··· DOCUMENT

Le premier et le troisième au classement interne des marqueurs (23 et 21 points) sont des "rookies" qui n'étaient apparus que brièvement l'année précédente : le centre Aleksandr Kadeikin et l'ailier Sergei Shmelyov, formés respectivement à Elektrostal et au Tatarstan, sont arrivés dans la banlieue moscovite à 17 ans via la draft KHL (qui sert donc pour une fois à quelque chose) et ont passé trois ans en juniors (MHL) avant de percer cette saison en équipe première, maintenant qu'ils ont dépassé les 20 ans. Ces deux jeunes joueurs représentent donc un chatoyant rayon de soleil.

 

Severstal Cherepovets (18e) : le cimetière des éléphants

Le Severstal Cherepovets parviendrait-il à digérer le départ au SKA de son meneur de jeu formé au club Vadim Shipachyov ? La réponse est malheureusement négative. Après trois années de présence en play-offs, les nordistes se sont fait éliminer, pour 7 points, dans une conférence ouest devenue difficile.

Autrefois berceau des jeunes, le club a fait plutôt office de cimetière des éléphants cette année. L'ex-international Vladimir Antipov, jadis reconnu comme un joueur d'équipe, a connu une triste fin de carrière en se faisant virer le 1er janvier avec une fiche de -18. Le défenseur de 37 ans Aleksandr Guskov, arrivé en octobre avec pour objectif de battre le record de buts de Fetisov (153) dans le championnat national soviétique/russe, n'a pas augmenté de la moindre unité son total (144) et n'a pas non plus dépassé le Nouvel An.

Le cas le plus pénible est sans doute celui de Nikolaï Zherdev. Comme avec Anisin l'an passé, le Severstal s'est dit qu'il allait relancer un joueur à problèmes. Renvoyé du Lev Prague en août pour un problème d'alcool puis du Spartak Moscou en novembre, Zherdev a même récupéré le numéro 87 de Shipachyov... mais pas son héritage. Il a été écarté de son troisième club de la saison, le 1er février, sans que son sort n'intéresse plus personne. Dire que ce joueur était le quatrième de sa génération si l'on en croit la draft NHL, et qu'il était encore champion du monde en 2012...

Face à ces échecs russes, ce sont en fait les joueurs étrangers qui ont porté le Severstal cette saison. Le meilleur marqueur est suédois, Linus Videll. Avec 93,1% d'arrêts, le gardien tchèque Jakub Stepanek a relancé sa carrière dans un "petit club", même si sa tentative de retour en équipe nationale a viré au cauchemar...

······

-- OBJECTIF DE L'EXERCICE --
Recopiez mot pour mot le passage du document qui va de « Le Severstal Cherepovets » jusqu'à « ouest devenue difficile. » inclus.

··· DONNÉES FOURNIES

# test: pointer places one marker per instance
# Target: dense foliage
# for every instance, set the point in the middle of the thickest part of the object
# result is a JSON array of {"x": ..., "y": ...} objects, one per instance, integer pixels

······

-- RÉPONSE ATTENDUE --
Le Severstal Cherepovets parviendrait-il à digérer le départ au SKA de son meneur de jeu formé au club Vadim Shipachyov ? La réponse est malheureusement négative. Après trois années de présence en play-offs, les nordistes se sont fait éliminer, pour 7 points, dans une conférence ouest devenue difficile.